§ **EXERCISE REQUIREMENTS**: Where the string "hilltop" occurs in a line of the entries below, copy that line.

§ **DATA FOR THIS EXERCISE**:
—————

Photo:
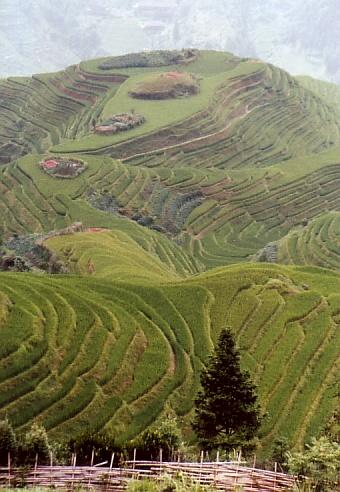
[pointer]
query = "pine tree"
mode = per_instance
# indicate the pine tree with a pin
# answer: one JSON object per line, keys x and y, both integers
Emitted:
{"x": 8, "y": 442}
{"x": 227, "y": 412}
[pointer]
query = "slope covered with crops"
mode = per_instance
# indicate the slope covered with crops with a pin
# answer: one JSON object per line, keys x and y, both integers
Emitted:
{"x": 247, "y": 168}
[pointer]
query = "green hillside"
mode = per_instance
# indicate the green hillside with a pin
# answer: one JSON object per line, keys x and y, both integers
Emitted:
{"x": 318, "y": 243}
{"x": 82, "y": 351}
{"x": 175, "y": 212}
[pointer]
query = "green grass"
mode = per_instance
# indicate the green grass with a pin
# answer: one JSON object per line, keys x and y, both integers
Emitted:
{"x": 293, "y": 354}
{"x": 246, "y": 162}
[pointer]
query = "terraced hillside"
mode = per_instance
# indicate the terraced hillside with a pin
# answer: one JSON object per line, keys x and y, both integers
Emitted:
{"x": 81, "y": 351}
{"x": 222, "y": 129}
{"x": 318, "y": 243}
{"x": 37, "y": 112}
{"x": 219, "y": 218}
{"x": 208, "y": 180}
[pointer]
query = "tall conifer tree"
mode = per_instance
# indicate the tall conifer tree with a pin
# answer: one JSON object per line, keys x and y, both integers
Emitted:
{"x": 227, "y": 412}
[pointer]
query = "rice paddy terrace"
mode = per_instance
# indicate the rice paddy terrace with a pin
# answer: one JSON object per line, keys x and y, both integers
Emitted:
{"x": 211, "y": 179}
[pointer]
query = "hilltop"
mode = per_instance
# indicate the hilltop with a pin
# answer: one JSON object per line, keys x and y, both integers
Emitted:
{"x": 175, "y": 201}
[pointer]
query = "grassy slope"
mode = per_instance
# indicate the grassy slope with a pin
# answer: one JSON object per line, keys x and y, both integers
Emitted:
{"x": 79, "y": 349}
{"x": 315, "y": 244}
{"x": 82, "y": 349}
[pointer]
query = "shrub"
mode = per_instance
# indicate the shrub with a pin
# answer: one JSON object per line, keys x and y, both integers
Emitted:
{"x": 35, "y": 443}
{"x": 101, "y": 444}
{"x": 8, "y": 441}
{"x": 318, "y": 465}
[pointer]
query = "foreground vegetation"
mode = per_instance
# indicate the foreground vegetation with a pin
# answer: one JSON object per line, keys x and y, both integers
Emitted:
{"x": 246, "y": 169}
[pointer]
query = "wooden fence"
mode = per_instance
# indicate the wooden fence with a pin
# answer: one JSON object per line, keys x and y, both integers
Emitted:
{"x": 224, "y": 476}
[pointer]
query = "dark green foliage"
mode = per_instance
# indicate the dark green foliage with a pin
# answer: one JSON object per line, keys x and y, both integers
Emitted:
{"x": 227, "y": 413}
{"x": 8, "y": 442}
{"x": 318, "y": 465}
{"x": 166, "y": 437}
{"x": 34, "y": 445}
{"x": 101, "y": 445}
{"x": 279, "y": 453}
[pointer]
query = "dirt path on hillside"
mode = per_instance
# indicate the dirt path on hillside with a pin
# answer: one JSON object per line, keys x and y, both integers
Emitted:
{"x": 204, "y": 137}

—————

§ **SOLVED PROBLEM**:
query = "hilltop"
# indicate the hilltop with a pin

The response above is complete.